→ **Given passage**
BEGIN

By | September 17, 2010 12:00 am

Sanford-Burnham Scientists Tour College of Medicine

Dr. Daniel Kelly still remembers the nightmare of “fighting with that microscope” during medical school. But recently, he and other scientists from the Sanford-Burnham Medical Research Institute at Lake Nona had a chance to see how new digital microscopic imaging at the UCF College of Medicine gives students a more accurate, high-tech way of learning about cells.

“You have a fantastic space here,” he said of the college’s new medical education building. “It’s a lot different from what I had at the University of Illinois.”

Dr. Kelly, the founding Scientific Director at Sanford-Burnham, said he was also impressed with the College of Medicine’s various learning areas, from large lecture halls to small problem-based learning (PBL) spaces. “The building is designed to be very interactive,” he said, “in both its large and small spaces. It was great to see the PBLs, with so many students studying in there.”

Dr. Deborah German, vice president for medical affairs and dean of the College of Medicine, joined faculty members in welcoming the Sanford-Burnham team to the new facility and presenting an in-depth tour of its state-of-the-art classrooms, laboratories and library.

In the Clinical Skills and Simulation Center, Assistant Dean Juan Cendan explained that College of Medicine students receive clinical training from their first week of medical school. Inside the center, computerized mannequins can respond to more than 250 different prescription drugs and standardized patients, actors trained to demonstrate various medical conditions, “work as partners and teachers in evaluating our students,” Dr. Cendan said.

In the Anatomy Lab, Dr. Andrew Payer, professor of anatomy, showed visitors “the lab of my dreams,” with touch-screen computers above each dissection table and cameras that project images to every table as well as to classrooms three floors down. A local physician has taken full CAT scans of each cadaver and “thanks to this generous gift, students learn anatomy and medical imaging at the same time,” Dr. Payer said.

Dr. German thanked the Sanford-Burnham scientists “for being great partners to us,” and added, “We’re looking forward to many years of collaboration as we grow.”

END

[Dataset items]
BEGIN

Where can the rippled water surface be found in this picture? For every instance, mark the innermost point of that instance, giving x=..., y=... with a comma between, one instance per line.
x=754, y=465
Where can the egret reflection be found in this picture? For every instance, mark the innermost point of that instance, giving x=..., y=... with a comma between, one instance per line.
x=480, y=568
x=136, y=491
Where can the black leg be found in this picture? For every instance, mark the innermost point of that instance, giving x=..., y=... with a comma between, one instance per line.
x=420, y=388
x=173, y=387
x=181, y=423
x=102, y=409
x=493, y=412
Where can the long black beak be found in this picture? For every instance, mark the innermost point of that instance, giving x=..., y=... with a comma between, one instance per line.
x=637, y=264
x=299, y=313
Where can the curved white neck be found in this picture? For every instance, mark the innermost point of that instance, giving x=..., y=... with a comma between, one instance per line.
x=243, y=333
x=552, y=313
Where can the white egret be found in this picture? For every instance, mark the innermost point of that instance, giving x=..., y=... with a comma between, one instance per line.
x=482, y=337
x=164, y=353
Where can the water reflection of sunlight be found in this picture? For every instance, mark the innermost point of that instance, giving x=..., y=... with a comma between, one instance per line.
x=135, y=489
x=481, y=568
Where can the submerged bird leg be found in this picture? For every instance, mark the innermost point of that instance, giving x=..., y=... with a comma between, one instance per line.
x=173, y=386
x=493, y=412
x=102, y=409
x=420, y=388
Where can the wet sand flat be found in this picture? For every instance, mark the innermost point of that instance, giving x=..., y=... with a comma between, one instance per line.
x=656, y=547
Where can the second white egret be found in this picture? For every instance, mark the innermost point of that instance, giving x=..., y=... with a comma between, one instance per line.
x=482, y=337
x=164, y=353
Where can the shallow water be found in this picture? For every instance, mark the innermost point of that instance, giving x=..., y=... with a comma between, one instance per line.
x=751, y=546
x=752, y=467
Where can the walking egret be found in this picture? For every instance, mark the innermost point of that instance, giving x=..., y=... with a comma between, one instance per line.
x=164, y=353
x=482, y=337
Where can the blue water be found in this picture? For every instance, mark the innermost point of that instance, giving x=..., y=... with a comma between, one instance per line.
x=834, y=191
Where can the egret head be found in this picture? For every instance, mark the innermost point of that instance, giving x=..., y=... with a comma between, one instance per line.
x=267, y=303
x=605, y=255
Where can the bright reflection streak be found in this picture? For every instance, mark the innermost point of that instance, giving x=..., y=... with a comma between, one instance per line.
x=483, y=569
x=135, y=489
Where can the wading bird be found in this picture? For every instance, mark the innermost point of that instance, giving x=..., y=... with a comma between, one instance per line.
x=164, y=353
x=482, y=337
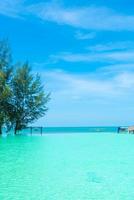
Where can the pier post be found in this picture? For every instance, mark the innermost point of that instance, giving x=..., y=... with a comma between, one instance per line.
x=41, y=130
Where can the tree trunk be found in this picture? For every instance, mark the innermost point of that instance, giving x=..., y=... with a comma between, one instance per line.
x=0, y=130
x=15, y=131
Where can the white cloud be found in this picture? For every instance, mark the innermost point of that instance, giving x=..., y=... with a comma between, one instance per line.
x=11, y=8
x=89, y=86
x=116, y=56
x=112, y=46
x=85, y=36
x=91, y=17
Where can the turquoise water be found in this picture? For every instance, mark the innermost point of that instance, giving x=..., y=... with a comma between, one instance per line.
x=76, y=166
x=37, y=130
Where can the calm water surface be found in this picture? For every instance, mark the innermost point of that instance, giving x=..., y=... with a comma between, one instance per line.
x=95, y=166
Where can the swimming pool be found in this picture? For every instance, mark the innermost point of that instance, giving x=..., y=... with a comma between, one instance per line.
x=67, y=167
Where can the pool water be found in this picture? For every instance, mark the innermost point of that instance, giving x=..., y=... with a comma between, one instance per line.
x=95, y=166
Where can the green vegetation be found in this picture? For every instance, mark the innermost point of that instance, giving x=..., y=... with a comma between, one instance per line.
x=22, y=96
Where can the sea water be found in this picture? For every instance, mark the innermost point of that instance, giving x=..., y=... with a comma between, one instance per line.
x=92, y=166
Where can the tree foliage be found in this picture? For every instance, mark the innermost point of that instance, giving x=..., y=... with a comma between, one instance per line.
x=22, y=96
x=29, y=100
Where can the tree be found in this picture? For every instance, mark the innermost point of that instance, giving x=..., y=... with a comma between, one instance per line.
x=29, y=100
x=5, y=80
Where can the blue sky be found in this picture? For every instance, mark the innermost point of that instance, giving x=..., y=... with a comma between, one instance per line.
x=84, y=50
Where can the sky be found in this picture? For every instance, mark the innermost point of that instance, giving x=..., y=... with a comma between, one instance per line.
x=84, y=51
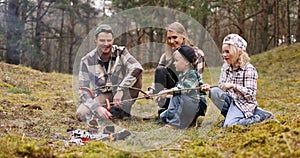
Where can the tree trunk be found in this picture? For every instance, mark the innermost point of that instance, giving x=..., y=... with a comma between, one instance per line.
x=13, y=35
x=298, y=23
x=72, y=37
x=36, y=56
x=61, y=42
x=288, y=38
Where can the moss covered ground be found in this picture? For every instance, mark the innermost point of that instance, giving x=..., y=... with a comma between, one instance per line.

END

→ **Assigned task**
Edit the part of the Sanford-Burnham tour article that opens with the words containing "Dr. Daniel Kelly" and closes with "learning about cells.", putting "tissues" in place of "cells". These records have no connection to the Sanford-Burnham tour article.

→ **Reply to the exercise**
Dr. Daniel Kelly still remembers the nightmare of “fighting with that microscope” during medical school. But recently, he and other scientists from the Sanford-Burnham Medical Research Institute at Lake Nona had a chance to see how new digital microscopic imaging at the UCF College of Medicine gives students a more accurate, high-tech way of learning about tissues.